* **EXERCISE GOAL**: Everything in the listing should be restated word for word.

* **SUPPLIED DATA**:
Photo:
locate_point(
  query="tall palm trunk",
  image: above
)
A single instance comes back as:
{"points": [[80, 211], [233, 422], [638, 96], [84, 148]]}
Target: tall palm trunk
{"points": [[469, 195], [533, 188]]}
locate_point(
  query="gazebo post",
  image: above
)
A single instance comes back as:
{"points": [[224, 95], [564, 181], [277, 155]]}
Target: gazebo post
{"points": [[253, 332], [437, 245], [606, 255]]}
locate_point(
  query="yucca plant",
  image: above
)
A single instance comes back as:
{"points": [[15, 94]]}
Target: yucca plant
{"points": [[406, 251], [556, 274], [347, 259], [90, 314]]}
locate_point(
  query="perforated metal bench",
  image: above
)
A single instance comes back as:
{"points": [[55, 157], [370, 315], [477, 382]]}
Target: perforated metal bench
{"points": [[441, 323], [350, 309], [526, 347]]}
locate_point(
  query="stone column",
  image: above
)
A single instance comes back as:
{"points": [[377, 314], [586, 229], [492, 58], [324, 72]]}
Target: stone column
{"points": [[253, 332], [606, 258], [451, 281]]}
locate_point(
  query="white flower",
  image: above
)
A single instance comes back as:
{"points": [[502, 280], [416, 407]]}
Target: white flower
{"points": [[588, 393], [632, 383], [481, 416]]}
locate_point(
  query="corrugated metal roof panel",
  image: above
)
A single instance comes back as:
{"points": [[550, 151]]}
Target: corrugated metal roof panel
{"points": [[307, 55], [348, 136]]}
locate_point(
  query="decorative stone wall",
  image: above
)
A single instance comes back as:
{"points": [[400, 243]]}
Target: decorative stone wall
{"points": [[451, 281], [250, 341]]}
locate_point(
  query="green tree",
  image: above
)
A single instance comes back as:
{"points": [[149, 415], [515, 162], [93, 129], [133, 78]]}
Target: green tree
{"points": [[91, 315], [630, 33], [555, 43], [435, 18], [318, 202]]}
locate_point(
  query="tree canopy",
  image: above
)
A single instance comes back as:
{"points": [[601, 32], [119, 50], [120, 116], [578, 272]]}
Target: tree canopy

* **CORRECT RESULT**:
Photo:
locate_point(
  query="tall palm trunk",
  image: above
)
A single instance comes back as:
{"points": [[80, 211], [233, 422], [638, 96], [84, 148]]}
Target: tall palm trunk
{"points": [[469, 195], [533, 188]]}
locate_point(
  query="gazebo post",
  image: above
)
A single instance comes back as:
{"points": [[224, 95], [564, 181], [277, 155]]}
Target: gazebo post
{"points": [[253, 332], [437, 245], [606, 255]]}
locate_point(
  query="yucca plant",
  image: above
)
A single instance comes back as:
{"points": [[15, 94]]}
Target: yucca plant
{"points": [[406, 251], [556, 274], [347, 259], [90, 314]]}
locate_point(
  query="perforated metal bench",
  image: above
)
A single instance comes back as:
{"points": [[55, 157], [370, 315], [477, 382]]}
Target: perforated metal bench
{"points": [[441, 323], [350, 309], [526, 347]]}
locate_point(
  query="stone column",
  image: above
)
A single instance comes back as:
{"points": [[377, 314], [586, 229], [492, 58], [324, 72]]}
Target: stone column
{"points": [[253, 332], [606, 258], [451, 281]]}
locate_point(
  query="white flower",
  image: above
)
A single instance comes back as:
{"points": [[502, 280], [416, 407]]}
Target: white flower
{"points": [[588, 393], [632, 383], [481, 416]]}
locate_point(
  query="corrugated metal roof panel",
  image: above
)
A single instance comes back as:
{"points": [[550, 151]]}
Target: corrugated metal roof panel
{"points": [[307, 55], [348, 136]]}
locate_point(
  query="decorative stone wall",
  image: above
)
A single instance comes back as:
{"points": [[400, 243]]}
Target: decorative stone wall
{"points": [[451, 281], [250, 341]]}
locate_point(
  query="green tree",
  image: above
)
A single instance comes back as:
{"points": [[149, 415], [515, 162], [93, 129], [133, 78]]}
Target: green tree
{"points": [[91, 315], [630, 33], [555, 43], [435, 18], [318, 202]]}
locate_point(
  query="tree canopy",
  image: above
)
A single instance comes back as:
{"points": [[601, 32], [119, 50], [120, 116], [578, 272]]}
Target: tree canopy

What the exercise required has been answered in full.